EXERCISE BRIEF
From the line containing "Mark every instance of the parked" through the last line of the entries, set down every line exactly and add nothing.

[Point-per-instance localization data]

<<<<

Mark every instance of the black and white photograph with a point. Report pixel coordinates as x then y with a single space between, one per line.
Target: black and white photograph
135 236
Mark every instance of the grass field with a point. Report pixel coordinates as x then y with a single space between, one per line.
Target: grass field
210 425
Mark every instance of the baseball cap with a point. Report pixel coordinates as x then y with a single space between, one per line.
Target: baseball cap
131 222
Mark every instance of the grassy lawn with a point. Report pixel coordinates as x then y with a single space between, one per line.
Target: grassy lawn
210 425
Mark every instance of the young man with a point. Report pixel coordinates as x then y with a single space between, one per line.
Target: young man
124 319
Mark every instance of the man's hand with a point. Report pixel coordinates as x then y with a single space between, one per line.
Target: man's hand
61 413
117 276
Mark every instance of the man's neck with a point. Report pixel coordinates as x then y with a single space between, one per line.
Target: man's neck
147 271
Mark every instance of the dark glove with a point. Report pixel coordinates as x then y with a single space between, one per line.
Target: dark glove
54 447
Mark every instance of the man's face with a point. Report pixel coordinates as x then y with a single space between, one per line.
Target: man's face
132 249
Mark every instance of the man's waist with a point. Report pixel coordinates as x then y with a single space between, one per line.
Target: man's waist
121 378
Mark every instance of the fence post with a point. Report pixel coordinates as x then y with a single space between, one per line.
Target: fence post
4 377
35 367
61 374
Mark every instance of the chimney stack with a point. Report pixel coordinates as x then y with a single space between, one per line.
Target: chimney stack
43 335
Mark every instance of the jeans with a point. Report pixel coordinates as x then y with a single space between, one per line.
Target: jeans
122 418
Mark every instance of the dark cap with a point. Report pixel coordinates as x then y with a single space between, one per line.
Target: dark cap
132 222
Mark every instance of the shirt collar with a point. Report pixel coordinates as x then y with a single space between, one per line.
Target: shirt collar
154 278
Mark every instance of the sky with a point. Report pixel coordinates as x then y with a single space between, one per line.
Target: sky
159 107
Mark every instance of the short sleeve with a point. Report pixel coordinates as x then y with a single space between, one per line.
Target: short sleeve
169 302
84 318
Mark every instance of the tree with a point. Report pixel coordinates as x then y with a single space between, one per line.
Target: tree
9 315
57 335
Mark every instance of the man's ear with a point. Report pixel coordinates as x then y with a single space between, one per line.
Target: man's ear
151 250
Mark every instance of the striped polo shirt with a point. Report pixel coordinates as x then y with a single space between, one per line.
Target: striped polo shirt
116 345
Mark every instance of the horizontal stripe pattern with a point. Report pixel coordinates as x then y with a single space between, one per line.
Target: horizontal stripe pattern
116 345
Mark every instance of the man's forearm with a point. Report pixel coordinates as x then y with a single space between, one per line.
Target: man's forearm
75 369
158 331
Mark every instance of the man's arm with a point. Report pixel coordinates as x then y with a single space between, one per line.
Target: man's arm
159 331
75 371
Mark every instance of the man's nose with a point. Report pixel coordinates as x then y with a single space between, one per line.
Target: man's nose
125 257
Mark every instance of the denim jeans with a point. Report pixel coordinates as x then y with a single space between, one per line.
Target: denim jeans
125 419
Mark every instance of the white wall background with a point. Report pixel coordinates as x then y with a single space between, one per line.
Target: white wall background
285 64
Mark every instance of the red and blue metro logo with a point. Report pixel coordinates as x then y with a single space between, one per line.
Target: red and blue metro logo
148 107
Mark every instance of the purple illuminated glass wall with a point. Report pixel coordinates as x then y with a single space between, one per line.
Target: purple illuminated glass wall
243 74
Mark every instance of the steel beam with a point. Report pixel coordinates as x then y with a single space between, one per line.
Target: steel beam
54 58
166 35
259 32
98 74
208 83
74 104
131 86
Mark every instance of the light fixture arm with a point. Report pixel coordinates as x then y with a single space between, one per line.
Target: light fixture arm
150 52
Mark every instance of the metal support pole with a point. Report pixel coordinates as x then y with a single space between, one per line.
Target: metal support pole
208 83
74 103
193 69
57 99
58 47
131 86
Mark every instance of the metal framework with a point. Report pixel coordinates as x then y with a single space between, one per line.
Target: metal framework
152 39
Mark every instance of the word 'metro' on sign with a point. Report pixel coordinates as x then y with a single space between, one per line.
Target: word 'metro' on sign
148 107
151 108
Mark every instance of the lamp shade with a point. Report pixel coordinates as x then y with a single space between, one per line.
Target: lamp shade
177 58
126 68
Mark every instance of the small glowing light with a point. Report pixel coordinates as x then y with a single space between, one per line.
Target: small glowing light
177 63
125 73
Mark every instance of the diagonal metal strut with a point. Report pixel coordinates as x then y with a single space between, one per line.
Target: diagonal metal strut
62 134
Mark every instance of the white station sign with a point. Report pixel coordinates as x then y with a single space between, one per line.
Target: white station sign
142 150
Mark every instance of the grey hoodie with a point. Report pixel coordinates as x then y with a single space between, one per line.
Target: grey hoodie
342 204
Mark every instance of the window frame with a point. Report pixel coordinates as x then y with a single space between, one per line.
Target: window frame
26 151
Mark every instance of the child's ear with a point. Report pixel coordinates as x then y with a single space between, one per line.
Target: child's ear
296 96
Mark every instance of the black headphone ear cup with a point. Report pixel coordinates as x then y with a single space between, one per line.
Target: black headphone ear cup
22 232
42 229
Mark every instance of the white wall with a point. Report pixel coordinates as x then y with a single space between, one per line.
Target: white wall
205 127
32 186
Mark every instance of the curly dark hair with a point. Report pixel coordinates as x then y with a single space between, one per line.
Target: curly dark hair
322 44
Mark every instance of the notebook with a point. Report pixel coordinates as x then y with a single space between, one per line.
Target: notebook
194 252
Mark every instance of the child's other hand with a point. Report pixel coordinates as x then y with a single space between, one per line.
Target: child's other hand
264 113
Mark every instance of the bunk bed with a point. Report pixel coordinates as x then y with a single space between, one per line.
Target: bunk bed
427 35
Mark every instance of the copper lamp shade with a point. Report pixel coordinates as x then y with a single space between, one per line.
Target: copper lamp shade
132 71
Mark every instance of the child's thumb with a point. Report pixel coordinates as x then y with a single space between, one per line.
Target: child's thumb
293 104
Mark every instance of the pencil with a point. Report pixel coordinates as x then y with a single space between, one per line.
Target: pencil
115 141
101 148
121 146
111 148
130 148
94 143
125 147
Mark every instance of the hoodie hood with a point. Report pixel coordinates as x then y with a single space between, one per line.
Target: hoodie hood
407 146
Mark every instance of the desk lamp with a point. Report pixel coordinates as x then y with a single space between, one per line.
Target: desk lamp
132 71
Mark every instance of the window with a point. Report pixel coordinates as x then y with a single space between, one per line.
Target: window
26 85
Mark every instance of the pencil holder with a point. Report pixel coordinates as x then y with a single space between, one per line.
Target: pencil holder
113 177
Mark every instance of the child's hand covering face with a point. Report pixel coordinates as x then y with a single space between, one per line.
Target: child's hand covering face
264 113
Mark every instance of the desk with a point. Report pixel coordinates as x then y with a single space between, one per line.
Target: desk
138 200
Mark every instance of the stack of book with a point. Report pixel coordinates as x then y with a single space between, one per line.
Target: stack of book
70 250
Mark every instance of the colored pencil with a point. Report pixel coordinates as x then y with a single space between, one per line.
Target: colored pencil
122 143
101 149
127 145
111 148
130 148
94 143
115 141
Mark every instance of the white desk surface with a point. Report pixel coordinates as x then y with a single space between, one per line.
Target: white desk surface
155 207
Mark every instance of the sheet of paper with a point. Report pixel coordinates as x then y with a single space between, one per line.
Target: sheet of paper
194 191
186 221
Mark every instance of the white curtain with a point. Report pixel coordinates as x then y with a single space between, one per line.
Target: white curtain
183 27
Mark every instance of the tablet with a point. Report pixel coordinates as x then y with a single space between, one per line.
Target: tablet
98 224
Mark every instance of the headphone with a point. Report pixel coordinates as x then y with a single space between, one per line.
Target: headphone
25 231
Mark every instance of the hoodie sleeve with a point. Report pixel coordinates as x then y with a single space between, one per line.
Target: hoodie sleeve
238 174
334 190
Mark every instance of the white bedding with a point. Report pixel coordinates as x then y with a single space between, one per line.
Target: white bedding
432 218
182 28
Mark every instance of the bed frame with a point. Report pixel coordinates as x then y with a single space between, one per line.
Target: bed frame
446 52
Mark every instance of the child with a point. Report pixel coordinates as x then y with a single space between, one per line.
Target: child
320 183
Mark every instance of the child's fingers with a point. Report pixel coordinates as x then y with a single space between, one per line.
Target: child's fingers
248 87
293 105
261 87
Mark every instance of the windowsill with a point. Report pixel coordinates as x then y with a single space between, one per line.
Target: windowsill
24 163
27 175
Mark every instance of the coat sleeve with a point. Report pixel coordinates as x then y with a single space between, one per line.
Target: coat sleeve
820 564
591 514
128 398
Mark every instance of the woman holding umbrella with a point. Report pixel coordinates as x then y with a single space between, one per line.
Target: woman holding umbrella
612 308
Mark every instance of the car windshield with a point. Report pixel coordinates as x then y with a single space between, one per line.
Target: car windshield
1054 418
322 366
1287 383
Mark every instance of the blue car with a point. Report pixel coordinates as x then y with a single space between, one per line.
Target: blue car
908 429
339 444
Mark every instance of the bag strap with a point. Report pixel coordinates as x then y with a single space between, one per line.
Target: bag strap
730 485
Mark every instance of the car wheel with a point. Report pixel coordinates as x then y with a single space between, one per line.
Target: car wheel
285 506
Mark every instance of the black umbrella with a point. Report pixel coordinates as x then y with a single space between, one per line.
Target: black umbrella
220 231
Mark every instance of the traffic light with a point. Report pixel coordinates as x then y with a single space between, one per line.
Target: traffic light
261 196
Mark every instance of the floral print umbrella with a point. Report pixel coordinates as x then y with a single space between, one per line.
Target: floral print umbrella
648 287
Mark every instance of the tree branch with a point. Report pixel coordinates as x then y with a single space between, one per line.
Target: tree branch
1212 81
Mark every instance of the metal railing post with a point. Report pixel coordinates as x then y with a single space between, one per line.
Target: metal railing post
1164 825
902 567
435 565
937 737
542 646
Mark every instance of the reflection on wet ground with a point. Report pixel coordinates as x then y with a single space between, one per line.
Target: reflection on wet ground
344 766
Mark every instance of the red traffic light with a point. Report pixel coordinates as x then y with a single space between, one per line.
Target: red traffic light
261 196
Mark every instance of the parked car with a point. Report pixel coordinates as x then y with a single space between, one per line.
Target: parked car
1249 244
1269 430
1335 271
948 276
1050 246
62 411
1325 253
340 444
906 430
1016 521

>>>>

WRITTEN ANSWER
Mark every instance of the parked car with a point. Report pixel coordinates as x then y with a single space between, one per line.
Target: parked car
1249 244
1269 430
1335 271
948 276
1050 246
62 411
1325 253
340 444
906 430
1016 521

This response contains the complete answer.